Ai fini che interessano sono gli elementi dell'illecito civile da indagare:

  1. la colpevolezza (dolo o colpa); si pensi al caso del paziente che riferisce l'operazione, ma non la conseguente terapia associata, che il medico dovrebbe conoscere, di tal chè non può ritenersi esente da colpa;
  2. il nesso di causa tra l'omissione del paziente quale fatto autonomo ed esclusivo nel cagionare il danno. Sul piano eziologico bisogna valutare l'eventuale concausa.

Così sul primo aspetto (quello che sostanzialmente ci interessa in questa sede), se il paziente può aver violato un dovere di riferire e non tacere nel rapporto medico-paziente (influente sul consenso informato), nulla toglie all'autonoma responsabilità del medico nel condurre le ricerche e le valutazioni in autonomia e responsabilità, se accertabili attraverso l'esecuzione accurata secondo la lex artis della prestazione iniziale del rapporto curativo.

Sostanzialmente, se anche il paziente omette una grave patologia in sede anamnestica, ma le linee guida pre-operatorie indicano esami di laboratorio specifici per valutare anche il rischio emorragico e il medico non li esegue oppure non li valuta correttamente, allora la sua responsabilità rimane, versando almeno in colpa.

#### Cosa fare:
Puoi trascrivere parola per parola il testo sulla responsabilità medica da «Così sul primo» fino a «almeno in colpa.» compreso? Le righe non hanno alcun legame con il testo sulla responsabilità medica.

#### Dati grezzi:
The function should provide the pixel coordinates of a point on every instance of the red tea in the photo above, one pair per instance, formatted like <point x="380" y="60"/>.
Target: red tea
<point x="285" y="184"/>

#### Risultato dell'esercizio:
Così sul primo aspetto (quello che sostanzialmente ci interessa in questa sede), se il paziente può aver violato un dovere di riferire e non tacere nel rapporto medico-paziente (influente sul consenso informato), nulla toglie all'autonoma responsabilità del medico nel condurre le ricerche e le valutazioni in autonomia e responsabilità, se accertabili attraverso l'esecuzione accurata secondo la lex artis della prestazione iniziale del rapporto curativo.

Sostanzialmente, se anche il paziente omette una grave patologia in sede anamnestica, ma le linee guida pre-operatorie indicano esami di laboratorio specifici per valutare anche il rischio emorragico e il medico non li esegue oppure non li valuta correttamente, allora la sua responsabilità rimane, versando almeno in colpa.